== Dataset content

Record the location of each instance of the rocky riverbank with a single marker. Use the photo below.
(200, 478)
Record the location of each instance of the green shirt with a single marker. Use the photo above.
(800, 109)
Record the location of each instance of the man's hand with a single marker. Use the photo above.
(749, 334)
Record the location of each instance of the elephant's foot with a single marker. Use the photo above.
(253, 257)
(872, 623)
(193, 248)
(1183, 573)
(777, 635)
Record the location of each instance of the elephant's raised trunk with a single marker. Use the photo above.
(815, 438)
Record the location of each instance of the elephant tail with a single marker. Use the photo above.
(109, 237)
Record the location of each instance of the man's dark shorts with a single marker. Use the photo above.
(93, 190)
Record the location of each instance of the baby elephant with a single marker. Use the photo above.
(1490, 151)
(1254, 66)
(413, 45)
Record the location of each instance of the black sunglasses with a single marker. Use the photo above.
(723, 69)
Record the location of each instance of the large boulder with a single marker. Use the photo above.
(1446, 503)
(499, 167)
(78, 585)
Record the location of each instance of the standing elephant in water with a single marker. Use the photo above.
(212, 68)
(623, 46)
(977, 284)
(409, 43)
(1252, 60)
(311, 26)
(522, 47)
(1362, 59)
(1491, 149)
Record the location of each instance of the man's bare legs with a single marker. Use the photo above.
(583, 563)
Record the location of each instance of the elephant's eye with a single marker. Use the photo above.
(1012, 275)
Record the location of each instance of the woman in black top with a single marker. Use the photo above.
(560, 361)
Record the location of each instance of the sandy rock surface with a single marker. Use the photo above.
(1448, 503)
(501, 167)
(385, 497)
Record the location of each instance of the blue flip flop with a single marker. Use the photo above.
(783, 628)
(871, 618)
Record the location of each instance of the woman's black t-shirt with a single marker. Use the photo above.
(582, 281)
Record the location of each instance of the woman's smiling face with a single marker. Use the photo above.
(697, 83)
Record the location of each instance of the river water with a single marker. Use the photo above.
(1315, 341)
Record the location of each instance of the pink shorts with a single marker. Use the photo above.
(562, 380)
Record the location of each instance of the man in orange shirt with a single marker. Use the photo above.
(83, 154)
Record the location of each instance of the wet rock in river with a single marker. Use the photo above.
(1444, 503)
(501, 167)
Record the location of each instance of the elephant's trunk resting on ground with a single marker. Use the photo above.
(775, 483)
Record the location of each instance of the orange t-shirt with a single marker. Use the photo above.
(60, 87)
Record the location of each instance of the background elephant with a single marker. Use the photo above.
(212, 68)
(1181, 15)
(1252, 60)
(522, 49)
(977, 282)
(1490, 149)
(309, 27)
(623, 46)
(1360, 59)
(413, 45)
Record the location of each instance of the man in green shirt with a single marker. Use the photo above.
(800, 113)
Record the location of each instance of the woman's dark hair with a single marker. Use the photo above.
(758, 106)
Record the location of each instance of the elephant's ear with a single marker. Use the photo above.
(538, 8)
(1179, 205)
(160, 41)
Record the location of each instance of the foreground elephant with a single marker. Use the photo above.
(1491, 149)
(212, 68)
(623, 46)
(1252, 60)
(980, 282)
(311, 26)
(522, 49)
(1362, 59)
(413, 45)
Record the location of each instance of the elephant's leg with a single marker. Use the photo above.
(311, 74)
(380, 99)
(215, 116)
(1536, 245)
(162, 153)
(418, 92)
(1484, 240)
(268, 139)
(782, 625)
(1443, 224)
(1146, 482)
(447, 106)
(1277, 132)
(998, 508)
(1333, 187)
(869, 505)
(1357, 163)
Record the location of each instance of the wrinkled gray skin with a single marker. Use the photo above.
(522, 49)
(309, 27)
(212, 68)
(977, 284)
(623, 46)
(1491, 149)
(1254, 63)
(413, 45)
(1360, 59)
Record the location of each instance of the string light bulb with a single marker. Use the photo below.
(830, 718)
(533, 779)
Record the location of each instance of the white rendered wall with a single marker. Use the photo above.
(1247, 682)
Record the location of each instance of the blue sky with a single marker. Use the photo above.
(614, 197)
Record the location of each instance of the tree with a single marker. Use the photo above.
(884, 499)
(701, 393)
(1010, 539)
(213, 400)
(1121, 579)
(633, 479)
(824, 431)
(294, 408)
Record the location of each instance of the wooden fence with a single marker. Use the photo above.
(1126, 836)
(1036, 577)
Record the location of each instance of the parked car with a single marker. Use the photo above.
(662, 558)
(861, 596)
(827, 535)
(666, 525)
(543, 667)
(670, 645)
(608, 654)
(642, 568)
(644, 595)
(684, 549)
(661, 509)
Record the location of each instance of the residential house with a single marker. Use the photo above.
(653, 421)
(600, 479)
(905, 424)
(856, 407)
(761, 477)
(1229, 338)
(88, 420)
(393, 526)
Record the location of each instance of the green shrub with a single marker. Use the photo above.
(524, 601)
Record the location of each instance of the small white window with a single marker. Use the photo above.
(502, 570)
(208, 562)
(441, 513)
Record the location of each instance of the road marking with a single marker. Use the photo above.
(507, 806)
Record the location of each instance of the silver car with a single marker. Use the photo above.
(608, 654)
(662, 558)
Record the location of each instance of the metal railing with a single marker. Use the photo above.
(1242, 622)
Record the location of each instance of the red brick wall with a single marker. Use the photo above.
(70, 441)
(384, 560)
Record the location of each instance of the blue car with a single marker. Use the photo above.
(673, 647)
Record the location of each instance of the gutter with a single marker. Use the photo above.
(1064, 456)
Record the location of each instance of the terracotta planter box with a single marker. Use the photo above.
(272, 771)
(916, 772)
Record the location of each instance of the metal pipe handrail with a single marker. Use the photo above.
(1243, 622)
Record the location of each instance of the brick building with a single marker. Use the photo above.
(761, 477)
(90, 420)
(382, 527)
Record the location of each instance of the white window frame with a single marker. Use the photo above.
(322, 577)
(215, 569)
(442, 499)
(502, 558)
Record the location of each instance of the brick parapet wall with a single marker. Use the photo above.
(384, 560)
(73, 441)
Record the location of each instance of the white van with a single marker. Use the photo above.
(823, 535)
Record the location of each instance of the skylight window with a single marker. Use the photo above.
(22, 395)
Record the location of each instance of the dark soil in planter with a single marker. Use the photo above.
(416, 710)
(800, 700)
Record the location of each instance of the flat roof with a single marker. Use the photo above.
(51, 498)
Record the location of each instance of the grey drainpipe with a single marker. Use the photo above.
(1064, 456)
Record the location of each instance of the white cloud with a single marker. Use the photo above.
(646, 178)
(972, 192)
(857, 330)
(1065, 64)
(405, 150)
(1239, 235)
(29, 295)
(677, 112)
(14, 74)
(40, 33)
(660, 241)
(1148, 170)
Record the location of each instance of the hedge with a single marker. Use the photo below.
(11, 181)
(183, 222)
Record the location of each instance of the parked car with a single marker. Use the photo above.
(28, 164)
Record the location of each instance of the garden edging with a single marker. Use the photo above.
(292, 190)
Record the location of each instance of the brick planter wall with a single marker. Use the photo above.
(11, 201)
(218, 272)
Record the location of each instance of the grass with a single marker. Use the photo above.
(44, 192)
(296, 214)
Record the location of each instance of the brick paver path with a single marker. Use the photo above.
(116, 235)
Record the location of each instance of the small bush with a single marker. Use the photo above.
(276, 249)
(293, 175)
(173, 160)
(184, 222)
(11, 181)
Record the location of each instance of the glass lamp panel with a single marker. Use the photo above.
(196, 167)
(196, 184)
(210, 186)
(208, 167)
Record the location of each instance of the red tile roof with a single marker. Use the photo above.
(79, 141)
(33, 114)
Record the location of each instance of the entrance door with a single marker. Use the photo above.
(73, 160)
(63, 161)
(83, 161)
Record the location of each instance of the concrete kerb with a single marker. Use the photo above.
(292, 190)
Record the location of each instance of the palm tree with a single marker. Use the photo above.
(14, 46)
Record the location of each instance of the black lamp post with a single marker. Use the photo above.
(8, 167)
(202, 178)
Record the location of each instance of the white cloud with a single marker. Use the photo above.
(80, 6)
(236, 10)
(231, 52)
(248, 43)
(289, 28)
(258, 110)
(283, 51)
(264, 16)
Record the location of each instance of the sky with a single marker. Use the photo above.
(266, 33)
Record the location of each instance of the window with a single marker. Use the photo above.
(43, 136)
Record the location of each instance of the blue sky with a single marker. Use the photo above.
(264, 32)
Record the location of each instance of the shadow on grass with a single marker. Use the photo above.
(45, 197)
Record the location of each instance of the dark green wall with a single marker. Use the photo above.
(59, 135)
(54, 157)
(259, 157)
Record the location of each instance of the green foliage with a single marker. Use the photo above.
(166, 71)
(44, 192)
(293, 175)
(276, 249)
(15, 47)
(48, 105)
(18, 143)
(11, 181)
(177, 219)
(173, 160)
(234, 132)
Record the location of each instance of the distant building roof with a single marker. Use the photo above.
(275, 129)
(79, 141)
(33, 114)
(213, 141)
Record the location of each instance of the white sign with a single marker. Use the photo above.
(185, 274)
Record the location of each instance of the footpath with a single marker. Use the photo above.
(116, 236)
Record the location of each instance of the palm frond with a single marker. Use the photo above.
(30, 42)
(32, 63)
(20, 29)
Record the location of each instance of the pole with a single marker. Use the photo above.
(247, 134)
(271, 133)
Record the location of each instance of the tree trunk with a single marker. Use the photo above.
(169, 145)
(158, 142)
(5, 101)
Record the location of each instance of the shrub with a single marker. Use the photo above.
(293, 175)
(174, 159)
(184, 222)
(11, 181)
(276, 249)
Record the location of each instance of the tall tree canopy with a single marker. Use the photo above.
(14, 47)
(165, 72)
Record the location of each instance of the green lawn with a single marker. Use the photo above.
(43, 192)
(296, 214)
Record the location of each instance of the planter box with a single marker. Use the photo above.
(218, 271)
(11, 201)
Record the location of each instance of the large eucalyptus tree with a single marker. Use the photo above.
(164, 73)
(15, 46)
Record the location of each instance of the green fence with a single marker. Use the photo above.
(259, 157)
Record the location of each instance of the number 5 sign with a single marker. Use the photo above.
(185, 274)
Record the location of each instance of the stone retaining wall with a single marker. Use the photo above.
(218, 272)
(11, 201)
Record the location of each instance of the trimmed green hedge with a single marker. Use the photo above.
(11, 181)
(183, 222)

====

Rewrite the entries above in the part that opens with the line containing "Record the location of each instance of the blue car" and closes with the line containing "(1243, 622)", both lines included. Reproduce each request line as it appears, and scale every coordinate in the answers by 1.25, rounding each result to the nearest whole number with halves rounded up.

Record the location of each instance of the blue car with a single marker. Use the photo above.
(841, 809)
Record the location of each instance of the gutter with a single marker. Use the photo above.
(1330, 570)
Record the location of each instance of the terracotta planter box with a single marker. Use the photo above.
(340, 964)
(1145, 965)
Record the location of each instance of the metal pipe handrail with a single marker. Use the photo above.
(1554, 778)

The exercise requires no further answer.